• Selected excerpt
***
My Conversion Process
My conversion process involves several steps, but this process is really just a framework. Depending on the photo, I may supplement with additional steps, or I may skip over certain steps. It’s not an exact science. You will really need to play around with your photos to get the look you want. I expect that your own process will evolve into something slightly different and uniquely your own. I’m using Lightroom (version 3, in my case), but the principals will apply if you’re using Aperture or whatever. As a sidebar, I will say that using a “studio” type application like Aperture or Lightroom does make things a lot easier than, say, strict Photoshop. Photoshop isn’t truly non-destructive with tweaks such as exposure, contrast and the like. You are essentially changing the photo each time you make such an edit. Whereas Lightroom is truly non-destructive, simply updating a database backend, leaving the original unchanged. In other words, it’s easier to go back and layer tweaks in Lightroom. Furthermore, exposure changes are always relative to the original file (Photoshop is always relative to the current status).
For ease and understanding, I have separated my process into three major chunks: Preparations, Conversions and Finishing.
***
• Things to do
a – Answer these questions from the Lightroom conversion excerpt, one per line:
(i) Which version of Lightroom does the writer use?
(ii) What does Lightroom update in place of changing the original file?
(iii) What are the three major chunks of the process called?
b – Shorten the paragraph of the Lightroom conversion excerpt that begins "My conversion process involves several steps" into a bulleted list that keeps its main facts.
c – Extend the Lightroom conversion excerpt with a paragraph that picks up right after its final sentence.

• Supplied data
***
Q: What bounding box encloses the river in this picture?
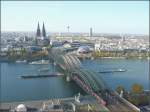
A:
[0,59,149,102]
***
• Results
a –
(i) Version 3.
(ii) A database backend.
(iii) Preparations, Conversions and Finishing.

b –
- The process is a framework, not an exact science. Steps may be added or skipped depending on the photo.
- Readers will need to experiment with their photos, and their own process will likely become slightly different and uniquely theirs.
- The writer uses Lightroom version 3, but the same principles apply in Aperture or similar applications.
- Studio-type applications like Lightroom or Aperture make things much easier than Photoshop alone.
- Photoshop isn't truly non-destructive with tweaks like exposure and contrast, so each such edit changes the photo.
- Lightroom is truly non-destructive. It updates a database backend and leaves the original unchanged, which makes it easier to go back and layer tweaks.
- In Lightroom, exposure changes are relative to the original file. In Photoshop, they are relative to the current state.

c –
This aspect of my process isn’t very different from my typical color photography (save for any effects and special edits). And so I’ll be a little more broad in my overview of this step as you probably already approach your photographs similarly. In this stage, I make sure that the exposure is perfect. Hopefully, you followed my tip and it’s pretty close to perfect already. But if it isn’t, now is the time to fix it. I’ll also want to make sure things like Brightness, Contrast and Clarity is in order. For black & white conversions, I will bump up the contrast a little bit more than I would with color. I may do the same for Clarity. Initially, a higher contrast and clarity does make the color-range Luminance tweaks easier. And I can always go and back it out later if I want less contrast or clarity (I love Lightroom). Also of note, I like to take care of my sharpness and noise reduction at this time as well. Not that these can’t be done later, but I find it easier to fix noise in full-color. You won’t want to bother with things like Saturation or Vibrance. The way I convert, these eventually get balanced and disabled automatically. Don’t bother with special effects like vignette or grain at this point as they may distract you during your conversion.
There are two settings that are really worth tinkering with: Color Temperature (“Temp” in Lightroom) and Tint. Both are settings you’re likely accustomed to when trying to white-balance your images. Normally, you would be looking to get the most accurate color out of these settings (or, I suppose you’d be trying to really make things look out of whack for artistic reasons). But you can take advantage of these settings to make some colors appear richer and more vibrant so that you can really get a boost from your conversion. For example, if I really want the greens to pop, I might first tweak the tint so that the image is more green to begin with, then they’ll pop after the conversion.
The ultimate goal at the end of this stage is to have an image that serves as a great basis for your conversion. Just remember the entire process; the photo may not look presentable at this stage (too much saturation, etc).
Here’s where the process is going to get very specific to Lightroom. The panel layout may be different and some of the terminology, perhaps, but the principals are the same.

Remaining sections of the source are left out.